▶ [Selected text]
== Segment start ==

I have a TCP connection in Akka Stream that ends in a Sink. Right now all messages go into one Sink. I want to split the stream into an unknown number of Sinks given some function.
The use case is as follows, from the TCP connection I get en continuous stream of something like List[DeltaValue], now I want to create an actorSink for each DeltaValue.id so that i can continuously accumulate and implement behaviour for each DeltaValue.id. I find this to be a standard use case in stream processing but I'm not able to find a good example with Akka Stream.
This is what I have right now:
def connect(): ActorRef = tcpConnection
.//SOMEHOW SPLIT HERE and create a ReceiverActor for each message
.to(Sink.actorRef(system.actorOf(ReceiverActor.props(), ReceiverActor.name), akka.Done))
.run()
Update:
I now have this, not sure what to say about it, it does not feel super stable but it should work:
private def spawnActorOrSendMessage(m: ResponseMessage): Unit = {
implicit val timeout = Timeout(FiniteDuration(1, TimeUnit.SECONDS))

== Segment end ==

▶ [Given data]
== Segment start ==

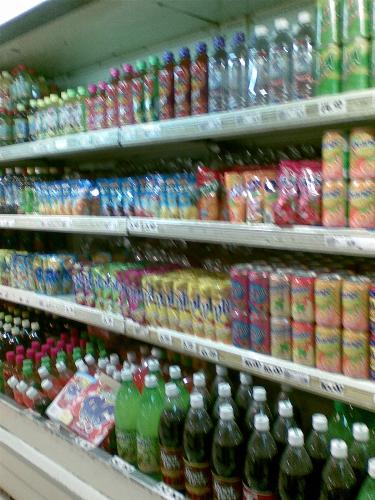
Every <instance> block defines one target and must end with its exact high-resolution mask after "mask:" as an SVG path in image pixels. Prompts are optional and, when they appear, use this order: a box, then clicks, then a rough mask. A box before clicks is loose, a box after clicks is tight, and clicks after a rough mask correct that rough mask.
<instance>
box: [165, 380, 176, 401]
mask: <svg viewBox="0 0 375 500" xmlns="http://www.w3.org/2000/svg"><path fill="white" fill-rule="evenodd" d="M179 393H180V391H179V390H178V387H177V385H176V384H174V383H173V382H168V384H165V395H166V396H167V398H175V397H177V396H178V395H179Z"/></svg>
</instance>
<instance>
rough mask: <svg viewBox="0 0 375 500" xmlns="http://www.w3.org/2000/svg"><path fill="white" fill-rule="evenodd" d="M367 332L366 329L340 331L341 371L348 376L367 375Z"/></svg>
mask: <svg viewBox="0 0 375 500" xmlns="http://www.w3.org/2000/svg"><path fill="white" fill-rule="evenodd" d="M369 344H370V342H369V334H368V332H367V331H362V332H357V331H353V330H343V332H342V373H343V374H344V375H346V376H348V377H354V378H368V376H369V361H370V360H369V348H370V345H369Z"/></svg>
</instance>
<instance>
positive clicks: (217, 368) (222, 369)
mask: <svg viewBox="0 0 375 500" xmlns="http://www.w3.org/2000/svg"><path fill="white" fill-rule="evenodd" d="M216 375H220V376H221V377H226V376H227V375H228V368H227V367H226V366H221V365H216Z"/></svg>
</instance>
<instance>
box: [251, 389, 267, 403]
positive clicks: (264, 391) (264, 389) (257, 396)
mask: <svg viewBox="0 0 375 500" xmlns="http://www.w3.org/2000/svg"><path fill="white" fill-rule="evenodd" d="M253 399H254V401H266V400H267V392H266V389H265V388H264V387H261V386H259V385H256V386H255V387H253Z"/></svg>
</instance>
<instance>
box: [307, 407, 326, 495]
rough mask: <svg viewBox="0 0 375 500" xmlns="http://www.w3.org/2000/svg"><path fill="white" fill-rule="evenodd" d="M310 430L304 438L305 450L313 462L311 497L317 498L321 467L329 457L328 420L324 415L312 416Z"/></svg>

== Segment end ==
== Segment start ==

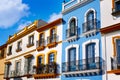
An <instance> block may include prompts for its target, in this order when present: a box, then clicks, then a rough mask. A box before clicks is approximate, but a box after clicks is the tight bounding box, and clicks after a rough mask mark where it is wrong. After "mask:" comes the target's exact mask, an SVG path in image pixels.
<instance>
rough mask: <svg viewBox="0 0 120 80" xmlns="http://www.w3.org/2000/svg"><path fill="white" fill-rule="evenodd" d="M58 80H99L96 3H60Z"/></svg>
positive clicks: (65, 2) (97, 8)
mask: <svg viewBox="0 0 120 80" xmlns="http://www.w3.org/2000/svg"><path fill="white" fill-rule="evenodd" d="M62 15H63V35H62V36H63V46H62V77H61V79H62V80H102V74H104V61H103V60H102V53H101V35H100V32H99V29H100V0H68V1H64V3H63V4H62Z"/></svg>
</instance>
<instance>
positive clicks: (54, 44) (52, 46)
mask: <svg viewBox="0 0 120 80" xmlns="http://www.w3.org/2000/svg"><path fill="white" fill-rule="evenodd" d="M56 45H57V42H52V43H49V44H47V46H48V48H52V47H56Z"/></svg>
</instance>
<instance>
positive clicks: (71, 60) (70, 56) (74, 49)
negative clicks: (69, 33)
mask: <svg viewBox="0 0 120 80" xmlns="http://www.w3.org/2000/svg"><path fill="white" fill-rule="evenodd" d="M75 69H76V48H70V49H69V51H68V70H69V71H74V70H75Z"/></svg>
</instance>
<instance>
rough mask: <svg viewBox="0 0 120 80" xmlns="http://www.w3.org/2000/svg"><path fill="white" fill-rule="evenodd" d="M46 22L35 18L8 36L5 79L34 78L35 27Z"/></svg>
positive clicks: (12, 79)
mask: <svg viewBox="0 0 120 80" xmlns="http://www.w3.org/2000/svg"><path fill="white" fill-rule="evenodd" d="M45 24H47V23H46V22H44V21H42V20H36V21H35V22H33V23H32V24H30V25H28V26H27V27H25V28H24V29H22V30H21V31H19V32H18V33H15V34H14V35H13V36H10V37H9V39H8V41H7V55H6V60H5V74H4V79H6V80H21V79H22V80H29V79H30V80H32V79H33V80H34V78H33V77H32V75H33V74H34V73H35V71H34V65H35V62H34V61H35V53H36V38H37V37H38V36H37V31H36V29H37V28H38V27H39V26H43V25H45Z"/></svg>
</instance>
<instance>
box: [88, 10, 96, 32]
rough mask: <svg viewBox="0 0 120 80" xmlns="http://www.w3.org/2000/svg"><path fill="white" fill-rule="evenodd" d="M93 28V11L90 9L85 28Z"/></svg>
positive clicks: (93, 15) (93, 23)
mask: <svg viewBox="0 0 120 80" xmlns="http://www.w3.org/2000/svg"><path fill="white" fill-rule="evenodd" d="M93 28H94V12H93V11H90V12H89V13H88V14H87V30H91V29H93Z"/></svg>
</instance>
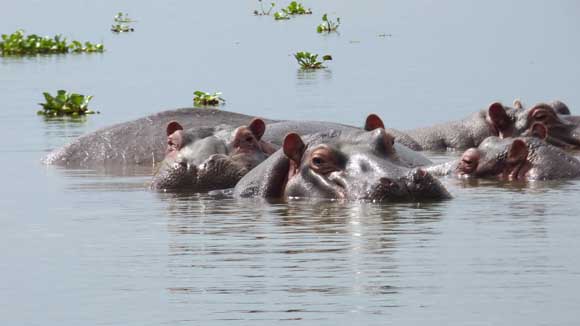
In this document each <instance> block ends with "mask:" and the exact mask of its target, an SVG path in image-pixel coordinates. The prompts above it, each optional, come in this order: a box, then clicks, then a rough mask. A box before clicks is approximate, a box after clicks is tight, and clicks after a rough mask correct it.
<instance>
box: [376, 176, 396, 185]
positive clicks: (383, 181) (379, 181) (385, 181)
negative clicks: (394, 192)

== Segment end ==
== Segment start ==

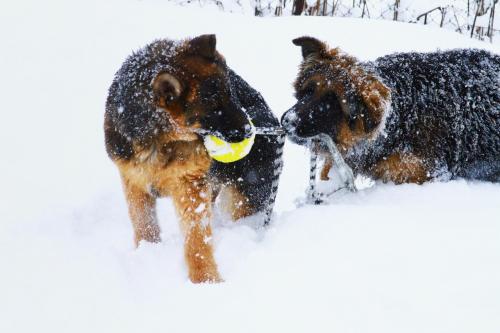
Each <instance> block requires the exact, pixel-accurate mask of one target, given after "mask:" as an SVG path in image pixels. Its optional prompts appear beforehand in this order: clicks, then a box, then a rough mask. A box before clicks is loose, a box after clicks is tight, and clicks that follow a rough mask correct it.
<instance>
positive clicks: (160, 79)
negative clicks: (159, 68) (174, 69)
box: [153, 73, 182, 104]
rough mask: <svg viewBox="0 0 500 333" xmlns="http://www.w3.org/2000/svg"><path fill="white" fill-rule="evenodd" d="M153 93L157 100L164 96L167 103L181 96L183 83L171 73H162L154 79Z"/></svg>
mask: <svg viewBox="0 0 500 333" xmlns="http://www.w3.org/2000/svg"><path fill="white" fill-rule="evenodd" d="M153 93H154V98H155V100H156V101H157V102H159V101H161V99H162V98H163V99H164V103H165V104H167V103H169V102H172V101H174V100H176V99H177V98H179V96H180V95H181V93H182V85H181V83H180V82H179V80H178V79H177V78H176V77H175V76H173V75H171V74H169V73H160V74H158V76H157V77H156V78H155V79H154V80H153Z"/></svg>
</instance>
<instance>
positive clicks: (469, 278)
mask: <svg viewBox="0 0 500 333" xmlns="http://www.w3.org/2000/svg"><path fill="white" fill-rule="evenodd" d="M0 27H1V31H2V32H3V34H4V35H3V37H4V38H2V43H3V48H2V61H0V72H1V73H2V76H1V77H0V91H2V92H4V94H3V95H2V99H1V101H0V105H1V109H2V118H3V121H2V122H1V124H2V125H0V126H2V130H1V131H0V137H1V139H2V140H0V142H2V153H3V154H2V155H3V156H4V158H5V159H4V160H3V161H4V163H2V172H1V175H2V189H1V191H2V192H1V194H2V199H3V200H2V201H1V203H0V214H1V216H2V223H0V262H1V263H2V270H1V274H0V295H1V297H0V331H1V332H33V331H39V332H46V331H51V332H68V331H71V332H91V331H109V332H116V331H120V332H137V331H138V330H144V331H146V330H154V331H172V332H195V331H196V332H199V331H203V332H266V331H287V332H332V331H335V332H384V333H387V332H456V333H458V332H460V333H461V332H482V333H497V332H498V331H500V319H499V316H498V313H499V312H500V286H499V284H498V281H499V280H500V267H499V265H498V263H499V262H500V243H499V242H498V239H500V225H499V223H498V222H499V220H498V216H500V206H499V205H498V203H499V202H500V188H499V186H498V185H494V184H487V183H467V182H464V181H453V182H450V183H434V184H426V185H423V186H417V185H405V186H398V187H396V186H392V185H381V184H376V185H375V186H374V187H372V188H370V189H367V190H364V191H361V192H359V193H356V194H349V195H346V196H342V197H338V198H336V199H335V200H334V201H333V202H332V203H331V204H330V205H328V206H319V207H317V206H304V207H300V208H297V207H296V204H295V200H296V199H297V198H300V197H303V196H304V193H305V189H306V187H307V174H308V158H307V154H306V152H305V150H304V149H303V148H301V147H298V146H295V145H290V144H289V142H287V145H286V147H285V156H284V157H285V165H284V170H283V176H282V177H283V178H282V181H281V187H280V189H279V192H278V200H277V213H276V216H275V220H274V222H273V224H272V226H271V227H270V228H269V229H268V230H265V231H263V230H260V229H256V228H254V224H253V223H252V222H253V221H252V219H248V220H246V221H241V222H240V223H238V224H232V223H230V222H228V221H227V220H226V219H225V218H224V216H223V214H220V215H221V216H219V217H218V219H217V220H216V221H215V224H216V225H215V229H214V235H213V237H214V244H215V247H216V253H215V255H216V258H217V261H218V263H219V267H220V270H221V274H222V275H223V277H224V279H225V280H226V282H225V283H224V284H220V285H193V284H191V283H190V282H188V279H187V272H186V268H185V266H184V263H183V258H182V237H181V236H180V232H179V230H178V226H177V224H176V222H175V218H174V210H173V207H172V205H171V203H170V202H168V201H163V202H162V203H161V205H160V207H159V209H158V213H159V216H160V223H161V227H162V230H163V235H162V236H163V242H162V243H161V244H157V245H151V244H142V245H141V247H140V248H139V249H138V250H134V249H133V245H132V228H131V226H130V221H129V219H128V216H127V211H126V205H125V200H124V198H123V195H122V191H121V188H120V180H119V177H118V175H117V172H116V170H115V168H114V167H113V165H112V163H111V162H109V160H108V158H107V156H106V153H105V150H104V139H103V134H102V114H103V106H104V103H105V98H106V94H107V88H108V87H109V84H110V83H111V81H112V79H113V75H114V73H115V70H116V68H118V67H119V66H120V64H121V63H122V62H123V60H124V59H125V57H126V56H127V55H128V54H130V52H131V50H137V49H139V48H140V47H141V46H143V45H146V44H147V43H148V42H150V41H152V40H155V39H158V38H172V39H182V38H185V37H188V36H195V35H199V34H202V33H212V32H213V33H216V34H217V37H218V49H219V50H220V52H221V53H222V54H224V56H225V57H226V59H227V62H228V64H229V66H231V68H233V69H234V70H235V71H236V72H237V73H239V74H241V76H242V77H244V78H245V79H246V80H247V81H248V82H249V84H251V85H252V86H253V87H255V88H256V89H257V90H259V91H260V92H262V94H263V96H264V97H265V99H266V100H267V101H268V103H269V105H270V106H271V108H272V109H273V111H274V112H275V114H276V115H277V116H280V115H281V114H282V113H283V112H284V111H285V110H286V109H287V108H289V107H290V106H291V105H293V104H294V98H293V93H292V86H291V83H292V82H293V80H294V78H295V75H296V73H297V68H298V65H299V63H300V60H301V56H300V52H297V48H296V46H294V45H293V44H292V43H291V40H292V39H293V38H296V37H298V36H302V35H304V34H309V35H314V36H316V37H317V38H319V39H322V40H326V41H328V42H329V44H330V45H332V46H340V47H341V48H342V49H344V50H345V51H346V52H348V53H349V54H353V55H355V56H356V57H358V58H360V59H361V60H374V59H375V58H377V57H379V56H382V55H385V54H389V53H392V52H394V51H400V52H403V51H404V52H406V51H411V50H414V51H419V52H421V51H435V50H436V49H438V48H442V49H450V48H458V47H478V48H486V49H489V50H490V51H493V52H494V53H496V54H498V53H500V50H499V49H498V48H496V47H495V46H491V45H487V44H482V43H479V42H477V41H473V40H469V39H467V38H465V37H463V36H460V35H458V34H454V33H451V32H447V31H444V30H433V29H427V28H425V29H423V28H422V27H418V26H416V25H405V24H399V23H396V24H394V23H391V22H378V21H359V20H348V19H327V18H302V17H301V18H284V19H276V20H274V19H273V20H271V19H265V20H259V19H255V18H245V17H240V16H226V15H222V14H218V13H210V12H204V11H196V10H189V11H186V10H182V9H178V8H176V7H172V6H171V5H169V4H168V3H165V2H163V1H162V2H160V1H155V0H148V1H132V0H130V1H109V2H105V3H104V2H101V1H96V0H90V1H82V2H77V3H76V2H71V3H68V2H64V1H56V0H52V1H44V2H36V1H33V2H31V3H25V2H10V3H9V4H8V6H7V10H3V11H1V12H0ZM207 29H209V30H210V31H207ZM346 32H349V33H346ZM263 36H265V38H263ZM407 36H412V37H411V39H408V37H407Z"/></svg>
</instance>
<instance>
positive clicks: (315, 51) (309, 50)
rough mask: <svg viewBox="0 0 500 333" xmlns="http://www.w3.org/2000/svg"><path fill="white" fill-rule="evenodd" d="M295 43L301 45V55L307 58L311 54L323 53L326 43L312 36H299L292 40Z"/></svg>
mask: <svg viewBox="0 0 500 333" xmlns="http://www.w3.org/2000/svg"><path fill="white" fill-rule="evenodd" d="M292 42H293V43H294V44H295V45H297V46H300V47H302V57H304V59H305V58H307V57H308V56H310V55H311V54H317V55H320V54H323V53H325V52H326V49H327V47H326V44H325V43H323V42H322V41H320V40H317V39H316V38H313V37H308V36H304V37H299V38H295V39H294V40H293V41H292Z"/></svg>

== Segment end ==

▶ [Task statement]
Reproduce the passage of the Akka Stream question between "I have a TCP" and "with Akka Stream.", inclusive.

▶ [Solution to this exercise]
I have a TCP connection in Akka Stream that ends in a Sink. Right now all messages go into one Sink. I want to split the stream into an unknown number of Sinks given some function.
The use case is as follows, from the TCP connection I get en continuous stream of something like List[DeltaValue], now I want to create an actorSink for each DeltaValue.id so that i can continuously accumulate and implement behaviour for each DeltaValue.id. I find this to be a standard use case in stream processing but I'm not able to find a good example with Akka Stream.